Could you reproduce every line of the material below, character for character, without changing anything?

====== Stored data ======

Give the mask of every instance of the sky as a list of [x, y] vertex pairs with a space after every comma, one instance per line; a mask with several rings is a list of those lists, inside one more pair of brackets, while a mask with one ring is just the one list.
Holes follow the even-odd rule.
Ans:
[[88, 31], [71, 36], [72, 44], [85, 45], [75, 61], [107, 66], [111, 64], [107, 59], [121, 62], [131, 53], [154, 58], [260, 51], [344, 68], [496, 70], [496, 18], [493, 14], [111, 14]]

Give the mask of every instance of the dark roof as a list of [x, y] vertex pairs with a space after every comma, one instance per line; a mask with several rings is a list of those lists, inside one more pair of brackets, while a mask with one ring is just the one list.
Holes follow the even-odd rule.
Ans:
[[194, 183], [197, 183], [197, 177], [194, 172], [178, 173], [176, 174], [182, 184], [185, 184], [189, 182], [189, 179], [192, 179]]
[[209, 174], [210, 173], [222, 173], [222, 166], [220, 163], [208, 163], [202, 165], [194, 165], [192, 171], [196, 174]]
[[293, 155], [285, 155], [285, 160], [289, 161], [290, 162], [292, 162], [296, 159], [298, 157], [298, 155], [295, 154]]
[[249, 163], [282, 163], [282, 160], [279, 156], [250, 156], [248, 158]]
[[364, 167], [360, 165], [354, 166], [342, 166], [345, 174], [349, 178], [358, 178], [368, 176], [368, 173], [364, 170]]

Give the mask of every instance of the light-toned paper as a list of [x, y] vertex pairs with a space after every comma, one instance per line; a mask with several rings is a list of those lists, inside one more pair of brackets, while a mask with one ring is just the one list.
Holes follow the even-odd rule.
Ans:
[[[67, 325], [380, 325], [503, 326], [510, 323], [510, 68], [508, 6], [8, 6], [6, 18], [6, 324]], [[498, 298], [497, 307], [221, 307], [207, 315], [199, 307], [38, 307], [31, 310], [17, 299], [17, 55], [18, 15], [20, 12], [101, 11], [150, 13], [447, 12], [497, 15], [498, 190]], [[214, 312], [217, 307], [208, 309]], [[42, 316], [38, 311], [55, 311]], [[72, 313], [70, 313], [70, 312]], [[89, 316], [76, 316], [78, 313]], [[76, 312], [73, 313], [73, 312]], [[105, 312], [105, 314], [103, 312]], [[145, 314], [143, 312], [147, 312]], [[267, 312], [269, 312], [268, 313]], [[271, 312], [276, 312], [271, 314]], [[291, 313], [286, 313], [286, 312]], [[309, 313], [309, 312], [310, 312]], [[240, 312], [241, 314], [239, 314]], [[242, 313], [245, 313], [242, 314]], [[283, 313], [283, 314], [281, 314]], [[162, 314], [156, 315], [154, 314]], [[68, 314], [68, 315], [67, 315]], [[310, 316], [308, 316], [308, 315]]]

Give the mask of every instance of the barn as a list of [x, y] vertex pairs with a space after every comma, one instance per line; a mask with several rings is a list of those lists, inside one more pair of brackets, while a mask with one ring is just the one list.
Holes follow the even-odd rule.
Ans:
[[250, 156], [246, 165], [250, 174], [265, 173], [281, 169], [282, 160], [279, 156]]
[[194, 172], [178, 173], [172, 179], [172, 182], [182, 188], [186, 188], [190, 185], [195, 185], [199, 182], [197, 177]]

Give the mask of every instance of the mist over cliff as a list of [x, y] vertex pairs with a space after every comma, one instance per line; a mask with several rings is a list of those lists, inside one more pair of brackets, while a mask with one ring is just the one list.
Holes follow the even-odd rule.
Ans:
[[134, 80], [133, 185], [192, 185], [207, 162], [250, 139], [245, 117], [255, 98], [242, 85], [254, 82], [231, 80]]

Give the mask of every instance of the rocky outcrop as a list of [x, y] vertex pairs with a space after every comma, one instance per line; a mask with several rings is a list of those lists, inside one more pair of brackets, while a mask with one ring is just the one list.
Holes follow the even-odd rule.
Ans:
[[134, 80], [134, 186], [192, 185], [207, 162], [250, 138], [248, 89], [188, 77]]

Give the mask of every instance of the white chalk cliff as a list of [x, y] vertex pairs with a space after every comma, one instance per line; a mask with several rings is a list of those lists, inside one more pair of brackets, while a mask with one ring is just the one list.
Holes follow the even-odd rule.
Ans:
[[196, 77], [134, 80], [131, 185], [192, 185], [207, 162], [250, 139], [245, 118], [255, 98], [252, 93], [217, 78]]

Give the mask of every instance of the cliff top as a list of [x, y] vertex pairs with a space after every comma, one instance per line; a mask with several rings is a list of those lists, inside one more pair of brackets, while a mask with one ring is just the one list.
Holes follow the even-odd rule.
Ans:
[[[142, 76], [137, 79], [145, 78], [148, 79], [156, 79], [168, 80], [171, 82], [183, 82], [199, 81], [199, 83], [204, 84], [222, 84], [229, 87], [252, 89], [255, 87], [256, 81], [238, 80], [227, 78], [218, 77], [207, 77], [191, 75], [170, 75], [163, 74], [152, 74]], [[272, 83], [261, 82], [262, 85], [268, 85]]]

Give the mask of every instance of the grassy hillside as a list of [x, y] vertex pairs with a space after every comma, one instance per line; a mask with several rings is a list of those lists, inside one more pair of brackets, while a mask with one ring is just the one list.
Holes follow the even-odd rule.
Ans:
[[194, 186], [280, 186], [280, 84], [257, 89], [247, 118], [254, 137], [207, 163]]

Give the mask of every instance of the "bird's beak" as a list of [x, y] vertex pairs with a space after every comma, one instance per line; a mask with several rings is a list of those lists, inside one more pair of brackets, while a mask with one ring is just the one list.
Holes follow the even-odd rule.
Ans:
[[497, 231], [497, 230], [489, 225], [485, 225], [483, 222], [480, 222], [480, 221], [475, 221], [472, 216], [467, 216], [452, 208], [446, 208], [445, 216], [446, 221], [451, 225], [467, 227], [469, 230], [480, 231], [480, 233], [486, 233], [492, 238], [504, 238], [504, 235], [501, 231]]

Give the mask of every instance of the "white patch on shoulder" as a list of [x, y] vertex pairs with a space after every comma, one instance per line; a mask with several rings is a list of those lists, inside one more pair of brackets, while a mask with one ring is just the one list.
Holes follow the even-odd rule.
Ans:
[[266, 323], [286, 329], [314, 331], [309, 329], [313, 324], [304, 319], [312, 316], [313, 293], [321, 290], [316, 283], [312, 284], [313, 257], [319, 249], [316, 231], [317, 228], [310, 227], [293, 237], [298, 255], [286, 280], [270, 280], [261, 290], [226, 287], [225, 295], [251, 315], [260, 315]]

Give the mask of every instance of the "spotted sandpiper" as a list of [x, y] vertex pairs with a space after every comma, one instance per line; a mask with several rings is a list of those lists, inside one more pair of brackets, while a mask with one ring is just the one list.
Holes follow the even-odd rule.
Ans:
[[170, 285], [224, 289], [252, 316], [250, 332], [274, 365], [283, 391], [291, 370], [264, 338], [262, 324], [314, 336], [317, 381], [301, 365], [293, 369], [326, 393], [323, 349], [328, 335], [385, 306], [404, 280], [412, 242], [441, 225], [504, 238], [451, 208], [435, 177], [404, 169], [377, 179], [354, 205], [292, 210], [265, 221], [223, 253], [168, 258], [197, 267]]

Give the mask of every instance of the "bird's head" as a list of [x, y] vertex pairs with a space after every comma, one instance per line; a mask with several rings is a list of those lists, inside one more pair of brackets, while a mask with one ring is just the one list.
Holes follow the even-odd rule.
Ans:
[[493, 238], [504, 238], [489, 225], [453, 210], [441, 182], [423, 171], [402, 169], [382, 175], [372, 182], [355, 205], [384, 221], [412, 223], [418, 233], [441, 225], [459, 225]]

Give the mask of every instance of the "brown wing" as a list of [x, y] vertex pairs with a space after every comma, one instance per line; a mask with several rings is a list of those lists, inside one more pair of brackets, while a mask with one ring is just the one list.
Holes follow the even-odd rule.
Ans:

======

Solved exercise
Give the mask of every instance of the sky as a list of [x, y] vertex pairs with a space after every comma, one instance per line; a mask with several rings is a list of those lists, inside one more pair of brackets, while a mask with one ring is just the one list.
Holes follow the even-odd rule.
Ans:
[[88, 31], [71, 36], [72, 44], [85, 45], [75, 61], [107, 66], [111, 64], [107, 59], [121, 62], [131, 53], [154, 58], [260, 51], [344, 68], [496, 70], [496, 18], [493, 14], [111, 14]]

Give the mask of every instance of the dark roof as a list of [x, y] vertex pairs with a space after every comma, one instance per line; a mask with several rings is a list of those lists, inside one more pair of brackets, while a mask with one ring is just the one list.
Holes follow the even-odd rule.
Ans:
[[194, 183], [197, 183], [197, 177], [194, 172], [178, 173], [176, 174], [182, 184], [185, 184], [189, 182], [189, 179], [192, 179]]
[[209, 174], [210, 173], [222, 173], [222, 166], [220, 163], [208, 163], [202, 165], [194, 165], [192, 171], [196, 174]]
[[293, 155], [285, 155], [285, 160], [289, 161], [290, 162], [292, 162], [296, 159], [298, 157], [298, 155], [295, 154]]
[[249, 163], [282, 163], [282, 160], [279, 156], [250, 156], [248, 158]]
[[364, 167], [360, 165], [354, 166], [342, 166], [345, 174], [349, 178], [358, 178], [368, 176], [368, 173], [364, 170]]

Give the mask of every instance of the light-toned paper as a list of [x, y] vertex pairs with a space after every comma, one instance per line; a mask with several rings is a list of those lists, inside one more pair of brackets, while a mask with one ring is just the one list.
Holes follow the even-odd rule.
Ans:
[[[67, 325], [380, 325], [503, 326], [510, 323], [510, 68], [508, 6], [8, 6], [6, 18], [6, 324]], [[498, 298], [497, 307], [221, 307], [207, 315], [199, 307], [38, 307], [31, 310], [17, 299], [17, 55], [18, 15], [20, 12], [101, 11], [150, 13], [447, 12], [497, 15], [498, 190]], [[214, 312], [217, 307], [208, 309]], [[42, 316], [38, 311], [55, 311]], [[72, 313], [70, 313], [70, 312]], [[89, 316], [76, 316], [78, 313]], [[76, 312], [73, 313], [73, 312]], [[105, 312], [105, 314], [103, 312]], [[145, 314], [143, 312], [147, 312]], [[267, 312], [269, 312], [268, 313]], [[271, 312], [276, 312], [271, 314]], [[291, 313], [286, 313], [286, 312]], [[309, 313], [309, 312], [310, 312]], [[240, 312], [241, 314], [239, 314]], [[242, 313], [245, 313], [242, 314]], [[283, 313], [283, 314], [281, 314]], [[162, 314], [156, 315], [154, 314]], [[68, 314], [68, 315], [67, 315]], [[310, 316], [308, 316], [308, 315]]]

Give the mask of every instance of the barn as a list of [x, y] vertex pairs with a space after every comma, one instance per line; a mask with several rings is a list of those lists, inside one more pair of brackets, while a mask with one ring is just the one list.
Holes follow the even-odd rule.
Ans:
[[250, 156], [246, 165], [250, 174], [265, 173], [281, 169], [282, 160], [279, 156]]
[[194, 172], [178, 173], [172, 179], [172, 182], [182, 188], [186, 188], [190, 185], [195, 185], [199, 182], [197, 177]]

Give the mask of every instance of the mist over cliff as a list of [x, y] vertex pairs with a space after every comma, one instance per line; a mask with several rings is a list of those lists, inside one more pair of brackets, while a mask with one ring is just the one list.
Holes follow the even-odd rule.
Ans:
[[134, 80], [133, 185], [192, 185], [207, 162], [250, 139], [245, 117], [255, 98], [242, 85], [254, 82], [231, 80]]

Give the mask of every instance of the rocky outcrop as a list of [x, y] vertex pairs with a space after every comma, one instance per line; a mask with several rings is a list of those lists, inside one more pair of brackets, while a mask with one ring is just the one list.
Holes follow the even-odd rule.
Ans:
[[134, 80], [134, 186], [192, 185], [207, 162], [250, 138], [248, 89], [188, 77]]

Give the mask of every instance of the white chalk cliff as a list of [x, y] vertex pairs with a space after every comma, one instance per line; a mask with several rings is a list of those lists, inside one more pair of brackets, while a mask with one ring is just the one list.
Holes follow the even-odd rule.
Ans:
[[196, 77], [134, 80], [131, 185], [192, 185], [207, 162], [250, 139], [245, 118], [255, 98], [252, 93], [217, 78]]

Give the mask of every instance of the cliff top as a list of [x, y] vertex pairs with a space after every comma, one instance per line; a mask with several rings is a list of those lists, inside one more pair of brackets, while a mask with one ring is just the one list.
Holes follow the even-odd rule.
Ans:
[[[142, 76], [137, 79], [145, 78], [148, 79], [156, 79], [168, 80], [171, 82], [183, 82], [199, 81], [199, 83], [204, 84], [222, 84], [229, 87], [252, 89], [255, 87], [256, 81], [238, 80], [227, 78], [218, 77], [207, 77], [191, 75], [170, 75], [163, 74], [152, 74]], [[272, 83], [261, 82], [262, 85], [268, 85]]]

Give the mask of every instance of the grassy hillside as a list of [x, y] vertex pairs with a space after every comma, one instance per line; a mask with several rings is a list of those lists, inside one more pair of brackets, while a mask with one ring is just the one list.
Holes follow the even-odd rule.
Ans:
[[194, 186], [280, 186], [280, 84], [257, 89], [247, 118], [254, 137], [207, 163]]

Give the mask of every instance of the "bird's beak" as a list of [x, y] vertex pairs with a space after every comma, one instance per line; a mask with several rings is a list of those lists, inside one more pair of brackets, while a mask with one ring is just the one list.
Holes follow the even-odd rule.
Ans:
[[497, 231], [497, 230], [489, 225], [485, 225], [483, 222], [480, 222], [480, 221], [475, 221], [472, 216], [467, 216], [452, 208], [446, 208], [445, 216], [446, 221], [451, 225], [467, 227], [469, 230], [480, 231], [480, 233], [486, 233], [492, 238], [504, 238], [504, 235], [501, 231]]

Give the mask of every instance of the "white patch on shoulder" as a list of [x, y] vertex pairs with a space after every comma, one instance per line; a mask with several rings is a list of those lists, inside one more pair of brackets, while a mask with one ring is just the one list.
Holes follow the even-odd rule.
Ans:
[[266, 323], [286, 329], [314, 331], [309, 329], [313, 324], [304, 319], [312, 316], [313, 293], [321, 290], [316, 283], [312, 284], [313, 257], [319, 249], [316, 231], [317, 228], [310, 227], [293, 237], [298, 255], [286, 280], [270, 280], [261, 290], [226, 287], [225, 295], [251, 315], [260, 315]]

Give the mask of every instance of the "spotted sandpiper" as a list of [x, y] vertex pairs with a space after every comma, one instance per line; a mask with several rings is a list of those lists, inside one more pair of brackets, while a mask with one ring is just the one list.
Holes follow the even-odd rule.
Ans:
[[170, 285], [224, 289], [252, 316], [250, 332], [274, 365], [283, 391], [291, 370], [264, 338], [262, 324], [314, 336], [317, 381], [301, 365], [293, 369], [326, 393], [323, 349], [328, 335], [385, 306], [404, 280], [412, 242], [441, 225], [504, 238], [451, 208], [435, 177], [404, 169], [377, 179], [354, 205], [292, 210], [265, 221], [223, 253], [168, 258], [197, 267]]

Give the mask of every instance of the "bird's head" as a list of [x, y] vertex pairs with a space after every comma, one instance per line; a mask with several rings is a list of those lists, inside one more pair of brackets, while a mask with one ring is just the one list.
Holes follow the even-odd rule.
Ans:
[[493, 238], [504, 238], [489, 225], [453, 210], [441, 182], [423, 171], [402, 169], [382, 175], [372, 182], [355, 205], [384, 221], [412, 223], [418, 233], [441, 225], [459, 225]]

Give the mask of every instance of the "brown wing" as a list of [x, y] vertex pairs with a space after every comma, one instance per line; a mask with several rings is a list of those lists, inside one more pair of brackets, while a mask with one ring is just the one list.
Holes follow the even-odd rule.
Ans:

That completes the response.